# [Excerpt to read]
.....
[Numpy-discussion] what is the best way to do a statistical mode operation?

josef.pktd@gmai... josef.pktd@gmai...
Sun Oct 3 17:30:11 CDT 2010


On Sun, Oct 3, 2010 at 5:56 PM, Gordon Wrigley <gordon@tolomea.com> wrote:
>> How many point do you have in np.unique(array) ?
> 43 currently
>
> On Sun, Oct 3, 2010 at 11:55 PM, <josef.pktd@gmail.com> wrote:
>>
>> On Sun, Oct 3, 2010 at 8:41 AM, Gordon Wrigley <gordon@tolomea.com> wrote:
>> > I have an array of uint8's that has a shape of X*Y*Z*8, I would like to
>> > calculate modes along the 8 axis so that I end up with an array that has
>> > the
>> > shape X*Y*Z and is full of modes.
>> > I'm having problems finding a good way of doing this. My attempts at
>> > solving
>> > this using bincount or histogram produce an intermediate array that is
>> > 32x
>> > the size of my input data and somewhat larger than I have the memory to
>> > deal
>> > with.
>> > Can anyone suggest a good way to produce modes over sets of 8 bytes?
>> > Also in the instance where there are multiple modes for a particular set
>> > I'm
>> > happy for it to pick any one arbitrarily.
.....
# [Dataset rows]
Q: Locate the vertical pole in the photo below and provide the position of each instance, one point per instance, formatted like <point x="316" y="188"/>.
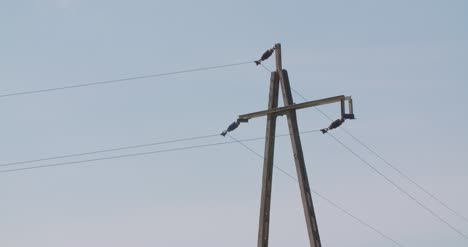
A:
<point x="264" y="224"/>
<point x="312" y="229"/>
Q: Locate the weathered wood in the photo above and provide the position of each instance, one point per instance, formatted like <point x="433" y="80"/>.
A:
<point x="284" y="109"/>
<point x="279" y="63"/>
<point x="312" y="229"/>
<point x="263" y="231"/>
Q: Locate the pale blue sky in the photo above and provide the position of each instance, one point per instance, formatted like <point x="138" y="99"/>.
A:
<point x="404" y="62"/>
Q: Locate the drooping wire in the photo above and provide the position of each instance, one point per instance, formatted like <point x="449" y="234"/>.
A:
<point x="322" y="196"/>
<point x="407" y="177"/>
<point x="426" y="191"/>
<point x="107" y="150"/>
<point x="128" y="155"/>
<point x="122" y="79"/>
<point x="400" y="188"/>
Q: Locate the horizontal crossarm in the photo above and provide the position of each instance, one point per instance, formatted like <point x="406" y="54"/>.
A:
<point x="284" y="109"/>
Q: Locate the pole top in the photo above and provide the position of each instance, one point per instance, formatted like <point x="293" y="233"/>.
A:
<point x="279" y="66"/>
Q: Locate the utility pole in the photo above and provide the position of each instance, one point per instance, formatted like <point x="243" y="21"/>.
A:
<point x="280" y="76"/>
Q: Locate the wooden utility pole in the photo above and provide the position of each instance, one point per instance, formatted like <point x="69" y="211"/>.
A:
<point x="289" y="109"/>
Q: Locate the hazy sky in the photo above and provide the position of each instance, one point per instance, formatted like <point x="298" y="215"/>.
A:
<point x="404" y="62"/>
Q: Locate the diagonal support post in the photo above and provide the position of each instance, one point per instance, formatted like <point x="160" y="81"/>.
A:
<point x="280" y="78"/>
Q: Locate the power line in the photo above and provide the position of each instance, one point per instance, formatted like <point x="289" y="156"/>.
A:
<point x="401" y="189"/>
<point x="107" y="150"/>
<point x="388" y="163"/>
<point x="408" y="178"/>
<point x="121" y="80"/>
<point x="459" y="215"/>
<point x="127" y="155"/>
<point x="323" y="197"/>
<point x="427" y="192"/>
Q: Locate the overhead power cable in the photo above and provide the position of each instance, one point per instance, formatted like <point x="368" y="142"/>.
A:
<point x="126" y="155"/>
<point x="362" y="222"/>
<point x="427" y="192"/>
<point x="401" y="189"/>
<point x="389" y="164"/>
<point x="87" y="84"/>
<point x="404" y="175"/>
<point x="107" y="150"/>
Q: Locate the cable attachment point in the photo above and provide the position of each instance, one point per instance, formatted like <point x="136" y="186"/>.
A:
<point x="265" y="56"/>
<point x="335" y="124"/>
<point x="233" y="126"/>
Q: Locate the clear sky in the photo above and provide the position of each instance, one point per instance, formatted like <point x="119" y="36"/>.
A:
<point x="404" y="62"/>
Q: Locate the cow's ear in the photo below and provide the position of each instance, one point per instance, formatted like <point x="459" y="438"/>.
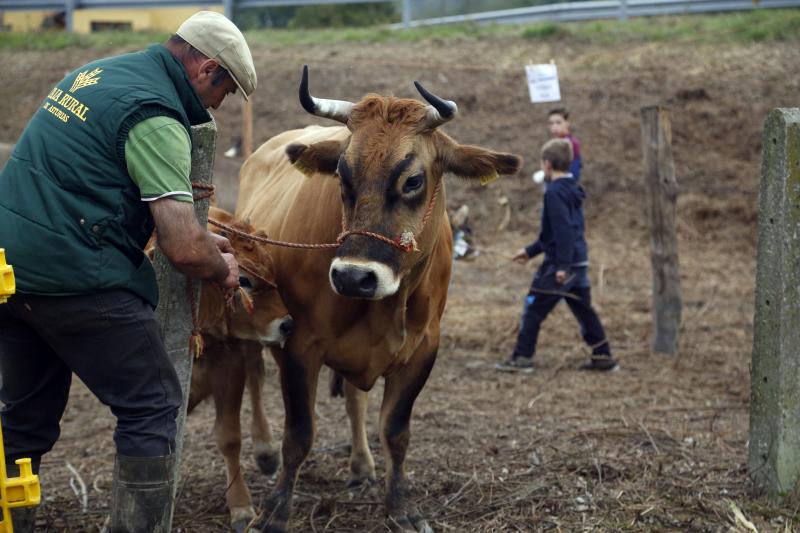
.....
# [Required task]
In the thread on computing a statistical mode with NumPy, how many values does Gordon Wrigley say np.unique(array) currently gives?

# [Task output]
43